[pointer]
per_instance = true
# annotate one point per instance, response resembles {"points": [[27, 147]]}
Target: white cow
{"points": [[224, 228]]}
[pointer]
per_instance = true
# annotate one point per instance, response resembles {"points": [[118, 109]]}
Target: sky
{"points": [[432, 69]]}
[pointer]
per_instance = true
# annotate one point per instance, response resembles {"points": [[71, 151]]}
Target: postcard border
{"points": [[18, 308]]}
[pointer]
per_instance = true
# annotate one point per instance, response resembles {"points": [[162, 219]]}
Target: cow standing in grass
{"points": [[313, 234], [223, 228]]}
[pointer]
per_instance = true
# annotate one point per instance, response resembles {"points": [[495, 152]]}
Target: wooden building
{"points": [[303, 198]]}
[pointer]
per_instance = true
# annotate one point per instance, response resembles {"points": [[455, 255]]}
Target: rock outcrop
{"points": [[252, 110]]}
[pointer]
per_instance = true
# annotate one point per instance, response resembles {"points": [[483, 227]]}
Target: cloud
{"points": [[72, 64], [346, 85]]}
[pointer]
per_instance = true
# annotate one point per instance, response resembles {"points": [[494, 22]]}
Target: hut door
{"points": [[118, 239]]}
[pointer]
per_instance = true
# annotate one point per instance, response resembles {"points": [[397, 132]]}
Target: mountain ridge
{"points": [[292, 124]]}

==========

◆ INSTRUCTIONS TO FOLLOW
Take the material above and return all of it exactly.

◆ FINISHED EXERCISE
[pointer]
per_instance = true
# annotate one point per instance, response resembles {"points": [[27, 147]]}
Target: white cow
{"points": [[224, 228]]}
[pointer]
per_instance = true
# annotate one point per instance, response resembles {"points": [[118, 109]]}
Target: sky
{"points": [[432, 69]]}
[pointer]
per_instance = true
# annotate one point per instance, response resembles {"points": [[71, 151]]}
Target: postcard border
{"points": [[18, 308]]}
[pointer]
per_instance = true
# annotate one point per instance, response resembles {"points": [[162, 219]]}
Target: cow standing in grass
{"points": [[313, 234], [223, 228]]}
[pointer]
per_instance = true
# annotate one point per instance, response resembles {"points": [[495, 152]]}
Target: wooden building
{"points": [[303, 198]]}
[pointer]
per_instance = true
# annotate one point per instance, response resembles {"points": [[455, 255]]}
Target: rock outcrop
{"points": [[252, 110]]}
[pointer]
per_instance = true
# annotate one point per instance, response resembles {"points": [[483, 227]]}
Target: cloud
{"points": [[72, 64], [346, 85]]}
[pointer]
per_instance = true
# annotate one point per instance, response resembles {"points": [[494, 22]]}
Target: hut door
{"points": [[118, 239]]}
[pointer]
per_instance = true
# annotate one point per instance, response resembles {"points": [[397, 132]]}
Target: mountain ridge
{"points": [[292, 124]]}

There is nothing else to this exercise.